_Work task_: Could you return the full listing below exactly as it appears?

_Working data_:
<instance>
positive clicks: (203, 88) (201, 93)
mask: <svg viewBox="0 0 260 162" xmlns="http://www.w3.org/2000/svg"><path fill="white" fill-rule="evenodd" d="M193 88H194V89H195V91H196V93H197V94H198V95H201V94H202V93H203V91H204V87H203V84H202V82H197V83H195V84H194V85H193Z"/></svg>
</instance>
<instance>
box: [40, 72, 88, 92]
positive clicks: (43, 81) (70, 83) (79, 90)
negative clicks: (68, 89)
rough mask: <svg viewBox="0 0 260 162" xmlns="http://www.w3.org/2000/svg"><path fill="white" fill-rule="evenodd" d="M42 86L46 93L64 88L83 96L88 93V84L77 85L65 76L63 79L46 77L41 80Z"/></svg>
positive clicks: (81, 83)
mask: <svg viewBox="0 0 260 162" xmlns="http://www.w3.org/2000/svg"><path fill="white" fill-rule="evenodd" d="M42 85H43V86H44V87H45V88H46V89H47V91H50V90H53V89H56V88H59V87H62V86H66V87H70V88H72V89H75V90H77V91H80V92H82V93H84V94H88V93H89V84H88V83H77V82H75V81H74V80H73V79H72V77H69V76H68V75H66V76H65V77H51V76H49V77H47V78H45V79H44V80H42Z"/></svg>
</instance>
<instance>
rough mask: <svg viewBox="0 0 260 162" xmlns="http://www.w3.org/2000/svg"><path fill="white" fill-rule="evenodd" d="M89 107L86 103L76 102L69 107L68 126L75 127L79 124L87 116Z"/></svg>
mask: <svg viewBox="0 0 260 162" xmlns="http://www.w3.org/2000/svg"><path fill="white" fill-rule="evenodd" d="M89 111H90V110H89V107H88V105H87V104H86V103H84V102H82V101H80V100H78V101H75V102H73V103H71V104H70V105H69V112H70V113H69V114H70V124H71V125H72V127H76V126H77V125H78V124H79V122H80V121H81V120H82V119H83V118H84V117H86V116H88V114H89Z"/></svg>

_Reply_:
<instance>
positive clicks: (203, 88) (201, 93)
mask: <svg viewBox="0 0 260 162" xmlns="http://www.w3.org/2000/svg"><path fill="white" fill-rule="evenodd" d="M193 88H194V89H195V91H196V93H197V94H198V95H201V94H202V93H203V91H204V87H203V84H202V82H197V83H195V84H194V85H193Z"/></svg>
</instance>
<instance>
box: [40, 72, 88, 92]
positive clicks: (43, 81) (70, 83) (79, 90)
negative clicks: (68, 89)
rough mask: <svg viewBox="0 0 260 162" xmlns="http://www.w3.org/2000/svg"><path fill="white" fill-rule="evenodd" d="M42 86L46 93L64 88L83 96L88 93V84L77 85L65 76L63 79L46 77L41 80Z"/></svg>
positive clicks: (81, 83)
mask: <svg viewBox="0 0 260 162" xmlns="http://www.w3.org/2000/svg"><path fill="white" fill-rule="evenodd" d="M42 85H43V86H44V87H45V88H46V89H47V91H50V90H53V89H56V88H59V87H62V86H66V87H70V88H72V89H75V90H77V91H80V92H82V93H84V94H88V93H89V84H88V83H77V82H75V81H74V80H73V79H72V77H69V76H68V75H66V76H65V77H51V76H49V77H47V78H45V79H44V80H42Z"/></svg>
</instance>
<instance>
rough mask: <svg viewBox="0 0 260 162" xmlns="http://www.w3.org/2000/svg"><path fill="white" fill-rule="evenodd" d="M89 107L86 103L76 102L69 107L68 126L75 127L79 124L87 116Z"/></svg>
mask: <svg viewBox="0 0 260 162" xmlns="http://www.w3.org/2000/svg"><path fill="white" fill-rule="evenodd" d="M89 111H90V110H89V107H88V105H87V104H86V103H84V102H82V101H80V100H78V101H75V102H73V103H71V104H70V105H69V112H70V113H69V114H70V124H71V125H72V127H76V126H77V125H78V124H79V122H80V121H81V120H82V119H83V118H84V117H86V116H88V114H89Z"/></svg>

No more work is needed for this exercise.